**Exercise objective:**
Filter these entries, keeping only lines that hold the word "tile".

---- Excerpted data

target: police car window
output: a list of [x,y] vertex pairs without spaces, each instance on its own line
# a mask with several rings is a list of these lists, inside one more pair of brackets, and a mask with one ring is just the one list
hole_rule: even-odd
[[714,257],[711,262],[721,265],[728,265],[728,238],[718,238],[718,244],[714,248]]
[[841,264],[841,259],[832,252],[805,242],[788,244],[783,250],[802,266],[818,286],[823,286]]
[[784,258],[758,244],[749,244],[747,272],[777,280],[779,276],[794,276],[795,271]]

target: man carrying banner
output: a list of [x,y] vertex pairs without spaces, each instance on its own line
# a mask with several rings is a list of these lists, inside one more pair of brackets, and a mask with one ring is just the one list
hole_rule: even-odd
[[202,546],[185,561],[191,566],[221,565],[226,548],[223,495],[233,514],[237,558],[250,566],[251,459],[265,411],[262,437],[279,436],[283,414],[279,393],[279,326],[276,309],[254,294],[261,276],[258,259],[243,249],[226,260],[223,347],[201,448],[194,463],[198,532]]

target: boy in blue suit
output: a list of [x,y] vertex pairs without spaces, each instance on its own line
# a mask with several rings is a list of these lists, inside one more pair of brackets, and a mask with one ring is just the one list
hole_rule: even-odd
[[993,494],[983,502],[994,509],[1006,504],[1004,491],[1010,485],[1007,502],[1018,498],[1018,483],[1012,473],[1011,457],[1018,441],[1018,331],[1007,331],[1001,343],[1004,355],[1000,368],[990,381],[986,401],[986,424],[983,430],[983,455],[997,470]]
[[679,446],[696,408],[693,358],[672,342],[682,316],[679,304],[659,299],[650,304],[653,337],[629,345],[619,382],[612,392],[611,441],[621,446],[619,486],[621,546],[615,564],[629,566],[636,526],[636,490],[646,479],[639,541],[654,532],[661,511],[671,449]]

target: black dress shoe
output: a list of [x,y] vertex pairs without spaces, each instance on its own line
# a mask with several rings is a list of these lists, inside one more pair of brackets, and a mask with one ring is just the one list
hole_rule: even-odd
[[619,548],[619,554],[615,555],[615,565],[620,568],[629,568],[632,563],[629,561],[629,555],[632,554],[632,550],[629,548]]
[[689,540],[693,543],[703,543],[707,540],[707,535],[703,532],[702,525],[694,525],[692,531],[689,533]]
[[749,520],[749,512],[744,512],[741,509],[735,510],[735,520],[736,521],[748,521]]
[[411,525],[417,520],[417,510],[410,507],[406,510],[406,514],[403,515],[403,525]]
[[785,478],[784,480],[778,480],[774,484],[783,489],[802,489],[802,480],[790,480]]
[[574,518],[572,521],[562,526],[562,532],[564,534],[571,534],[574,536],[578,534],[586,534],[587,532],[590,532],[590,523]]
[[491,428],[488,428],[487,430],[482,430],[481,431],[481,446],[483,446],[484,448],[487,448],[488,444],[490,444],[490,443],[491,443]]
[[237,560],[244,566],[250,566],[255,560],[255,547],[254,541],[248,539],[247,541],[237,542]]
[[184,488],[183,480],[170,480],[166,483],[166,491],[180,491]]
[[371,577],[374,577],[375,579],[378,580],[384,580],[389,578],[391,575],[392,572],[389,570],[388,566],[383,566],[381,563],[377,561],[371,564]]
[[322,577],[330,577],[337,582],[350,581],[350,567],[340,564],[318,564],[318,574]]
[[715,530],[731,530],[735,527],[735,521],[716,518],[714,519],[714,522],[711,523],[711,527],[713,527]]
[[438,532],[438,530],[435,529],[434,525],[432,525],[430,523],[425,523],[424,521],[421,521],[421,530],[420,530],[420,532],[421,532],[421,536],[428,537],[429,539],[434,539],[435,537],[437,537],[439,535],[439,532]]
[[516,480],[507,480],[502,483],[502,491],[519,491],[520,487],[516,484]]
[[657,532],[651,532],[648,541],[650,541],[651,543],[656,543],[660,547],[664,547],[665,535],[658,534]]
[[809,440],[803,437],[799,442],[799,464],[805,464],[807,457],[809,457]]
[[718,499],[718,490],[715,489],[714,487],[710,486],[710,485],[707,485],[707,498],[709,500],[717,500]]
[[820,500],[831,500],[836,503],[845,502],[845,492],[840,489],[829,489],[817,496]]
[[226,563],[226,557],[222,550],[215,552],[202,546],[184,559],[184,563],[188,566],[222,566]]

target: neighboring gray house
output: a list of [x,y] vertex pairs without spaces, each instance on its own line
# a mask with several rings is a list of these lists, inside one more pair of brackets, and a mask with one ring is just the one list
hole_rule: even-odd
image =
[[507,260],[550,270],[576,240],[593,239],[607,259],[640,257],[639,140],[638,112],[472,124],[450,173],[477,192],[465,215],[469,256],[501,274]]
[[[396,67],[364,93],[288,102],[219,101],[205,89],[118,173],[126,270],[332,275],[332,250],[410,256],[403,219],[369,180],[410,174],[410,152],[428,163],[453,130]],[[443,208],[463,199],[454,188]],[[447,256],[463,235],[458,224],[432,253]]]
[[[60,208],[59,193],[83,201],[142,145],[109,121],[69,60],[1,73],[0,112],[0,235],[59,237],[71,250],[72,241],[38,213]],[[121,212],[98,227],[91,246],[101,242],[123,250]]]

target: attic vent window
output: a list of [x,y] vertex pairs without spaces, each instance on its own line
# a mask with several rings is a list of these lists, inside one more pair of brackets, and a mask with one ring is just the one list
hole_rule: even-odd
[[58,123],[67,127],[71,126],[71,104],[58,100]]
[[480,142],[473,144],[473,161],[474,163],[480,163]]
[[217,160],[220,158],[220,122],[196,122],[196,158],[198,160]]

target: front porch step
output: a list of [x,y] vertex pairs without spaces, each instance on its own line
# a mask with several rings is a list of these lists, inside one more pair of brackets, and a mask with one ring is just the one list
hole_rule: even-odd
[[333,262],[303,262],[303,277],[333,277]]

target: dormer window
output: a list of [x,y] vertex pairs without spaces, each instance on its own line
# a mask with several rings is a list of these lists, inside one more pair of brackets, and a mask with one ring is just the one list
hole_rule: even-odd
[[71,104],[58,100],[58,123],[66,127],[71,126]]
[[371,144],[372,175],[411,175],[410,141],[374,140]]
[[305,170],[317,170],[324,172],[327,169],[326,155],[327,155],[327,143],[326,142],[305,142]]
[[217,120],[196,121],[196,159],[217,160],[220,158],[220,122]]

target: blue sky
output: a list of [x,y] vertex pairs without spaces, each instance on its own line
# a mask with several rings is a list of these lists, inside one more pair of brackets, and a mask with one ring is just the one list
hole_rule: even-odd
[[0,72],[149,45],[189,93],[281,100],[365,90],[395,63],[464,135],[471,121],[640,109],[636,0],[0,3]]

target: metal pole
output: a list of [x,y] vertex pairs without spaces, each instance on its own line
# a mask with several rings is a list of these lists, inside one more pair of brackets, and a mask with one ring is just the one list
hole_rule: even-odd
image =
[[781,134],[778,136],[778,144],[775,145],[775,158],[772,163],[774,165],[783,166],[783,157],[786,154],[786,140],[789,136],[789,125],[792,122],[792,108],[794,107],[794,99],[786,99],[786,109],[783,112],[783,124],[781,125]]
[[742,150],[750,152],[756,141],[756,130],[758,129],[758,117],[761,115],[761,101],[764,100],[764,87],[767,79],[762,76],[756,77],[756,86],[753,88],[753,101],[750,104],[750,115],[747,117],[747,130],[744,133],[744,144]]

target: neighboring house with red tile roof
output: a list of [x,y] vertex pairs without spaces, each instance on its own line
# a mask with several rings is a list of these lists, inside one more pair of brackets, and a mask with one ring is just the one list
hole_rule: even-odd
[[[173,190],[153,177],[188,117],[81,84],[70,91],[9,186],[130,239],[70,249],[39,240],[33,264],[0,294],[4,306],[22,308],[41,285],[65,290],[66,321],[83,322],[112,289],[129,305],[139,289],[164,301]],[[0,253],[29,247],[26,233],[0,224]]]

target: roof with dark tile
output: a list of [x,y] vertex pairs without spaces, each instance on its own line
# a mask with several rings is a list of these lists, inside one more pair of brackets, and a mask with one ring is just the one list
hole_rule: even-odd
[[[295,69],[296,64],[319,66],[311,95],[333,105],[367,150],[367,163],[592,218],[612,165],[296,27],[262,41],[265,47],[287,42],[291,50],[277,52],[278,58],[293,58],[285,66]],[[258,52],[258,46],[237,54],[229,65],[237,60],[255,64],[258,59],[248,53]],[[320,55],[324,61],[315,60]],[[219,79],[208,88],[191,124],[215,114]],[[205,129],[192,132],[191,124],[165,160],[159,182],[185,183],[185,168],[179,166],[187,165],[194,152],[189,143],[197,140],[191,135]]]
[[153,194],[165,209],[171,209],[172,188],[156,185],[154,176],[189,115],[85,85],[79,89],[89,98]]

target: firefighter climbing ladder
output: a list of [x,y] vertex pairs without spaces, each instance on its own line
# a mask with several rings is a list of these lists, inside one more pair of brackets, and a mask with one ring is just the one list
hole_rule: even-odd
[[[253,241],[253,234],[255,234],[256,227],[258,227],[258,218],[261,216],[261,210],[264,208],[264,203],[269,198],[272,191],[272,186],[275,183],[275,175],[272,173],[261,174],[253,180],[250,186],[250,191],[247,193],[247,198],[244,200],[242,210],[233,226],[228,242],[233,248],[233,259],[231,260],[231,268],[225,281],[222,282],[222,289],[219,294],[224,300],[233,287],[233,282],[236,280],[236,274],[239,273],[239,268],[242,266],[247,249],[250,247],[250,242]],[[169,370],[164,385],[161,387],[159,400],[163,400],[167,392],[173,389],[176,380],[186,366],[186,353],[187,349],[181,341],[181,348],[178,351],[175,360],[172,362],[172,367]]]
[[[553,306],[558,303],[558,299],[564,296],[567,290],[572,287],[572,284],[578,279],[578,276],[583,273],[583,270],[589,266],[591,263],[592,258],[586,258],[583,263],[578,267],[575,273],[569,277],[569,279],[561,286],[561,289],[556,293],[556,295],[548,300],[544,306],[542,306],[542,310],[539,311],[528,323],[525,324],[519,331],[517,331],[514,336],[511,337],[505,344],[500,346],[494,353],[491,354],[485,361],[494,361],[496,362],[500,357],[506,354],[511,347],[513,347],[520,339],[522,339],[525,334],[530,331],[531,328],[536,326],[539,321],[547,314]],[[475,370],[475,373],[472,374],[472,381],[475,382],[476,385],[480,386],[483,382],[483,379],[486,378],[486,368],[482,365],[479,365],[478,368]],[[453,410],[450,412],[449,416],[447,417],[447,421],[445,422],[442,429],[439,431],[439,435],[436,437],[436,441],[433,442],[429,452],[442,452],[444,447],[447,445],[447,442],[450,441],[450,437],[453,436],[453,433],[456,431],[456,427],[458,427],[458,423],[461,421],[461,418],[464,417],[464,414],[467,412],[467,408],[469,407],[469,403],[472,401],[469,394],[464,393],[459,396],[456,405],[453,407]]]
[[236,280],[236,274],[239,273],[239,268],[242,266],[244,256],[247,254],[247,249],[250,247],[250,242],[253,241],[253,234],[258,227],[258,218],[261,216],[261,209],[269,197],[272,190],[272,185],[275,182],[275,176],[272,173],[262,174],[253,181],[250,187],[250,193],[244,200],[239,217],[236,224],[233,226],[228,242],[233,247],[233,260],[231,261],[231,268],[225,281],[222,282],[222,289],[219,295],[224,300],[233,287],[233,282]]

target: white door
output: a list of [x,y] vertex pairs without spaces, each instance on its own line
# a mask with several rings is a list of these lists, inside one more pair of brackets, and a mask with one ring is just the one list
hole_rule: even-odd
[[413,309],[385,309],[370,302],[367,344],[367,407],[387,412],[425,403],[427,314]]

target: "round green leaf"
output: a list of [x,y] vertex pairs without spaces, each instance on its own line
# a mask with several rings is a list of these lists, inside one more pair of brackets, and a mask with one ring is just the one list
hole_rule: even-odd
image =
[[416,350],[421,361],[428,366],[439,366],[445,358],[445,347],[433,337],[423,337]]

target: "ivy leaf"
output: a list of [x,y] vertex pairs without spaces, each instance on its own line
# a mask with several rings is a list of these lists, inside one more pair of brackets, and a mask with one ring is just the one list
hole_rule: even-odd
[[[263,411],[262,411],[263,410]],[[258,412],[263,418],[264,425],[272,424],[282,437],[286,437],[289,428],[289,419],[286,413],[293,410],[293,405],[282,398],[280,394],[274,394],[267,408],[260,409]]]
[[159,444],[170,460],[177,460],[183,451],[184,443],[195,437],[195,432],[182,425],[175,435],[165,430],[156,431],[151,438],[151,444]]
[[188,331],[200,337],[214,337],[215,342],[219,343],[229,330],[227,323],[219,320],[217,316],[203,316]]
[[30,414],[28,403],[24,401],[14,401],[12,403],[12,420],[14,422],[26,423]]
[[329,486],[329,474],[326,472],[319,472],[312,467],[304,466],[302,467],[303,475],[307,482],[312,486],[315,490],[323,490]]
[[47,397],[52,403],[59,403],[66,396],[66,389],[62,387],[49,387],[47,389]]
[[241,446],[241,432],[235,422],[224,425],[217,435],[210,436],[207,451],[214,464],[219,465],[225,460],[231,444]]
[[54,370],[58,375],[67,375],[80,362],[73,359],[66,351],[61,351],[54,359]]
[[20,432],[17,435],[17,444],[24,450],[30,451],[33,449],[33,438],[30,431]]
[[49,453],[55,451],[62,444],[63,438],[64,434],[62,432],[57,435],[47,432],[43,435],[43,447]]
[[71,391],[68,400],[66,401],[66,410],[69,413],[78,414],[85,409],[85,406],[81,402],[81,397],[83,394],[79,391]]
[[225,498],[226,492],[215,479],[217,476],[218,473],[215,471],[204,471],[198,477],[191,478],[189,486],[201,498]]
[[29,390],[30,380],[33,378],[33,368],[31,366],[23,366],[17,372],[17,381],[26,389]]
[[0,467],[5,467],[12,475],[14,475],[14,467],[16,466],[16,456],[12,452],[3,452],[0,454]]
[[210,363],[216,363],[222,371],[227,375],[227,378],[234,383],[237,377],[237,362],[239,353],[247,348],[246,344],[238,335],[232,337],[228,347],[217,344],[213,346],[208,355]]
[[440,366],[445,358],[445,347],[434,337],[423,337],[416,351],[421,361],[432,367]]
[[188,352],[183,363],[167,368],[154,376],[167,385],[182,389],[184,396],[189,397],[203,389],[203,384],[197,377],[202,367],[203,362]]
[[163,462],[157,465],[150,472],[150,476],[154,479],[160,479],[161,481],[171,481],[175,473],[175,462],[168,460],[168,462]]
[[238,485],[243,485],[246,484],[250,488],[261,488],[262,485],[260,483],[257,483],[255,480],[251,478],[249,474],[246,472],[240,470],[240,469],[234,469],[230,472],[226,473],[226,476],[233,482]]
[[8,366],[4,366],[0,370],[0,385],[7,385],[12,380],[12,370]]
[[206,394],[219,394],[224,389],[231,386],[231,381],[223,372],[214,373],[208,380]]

--------

**Worked solution:**
target: neighboring house with red tile roof
target: roof with dark tile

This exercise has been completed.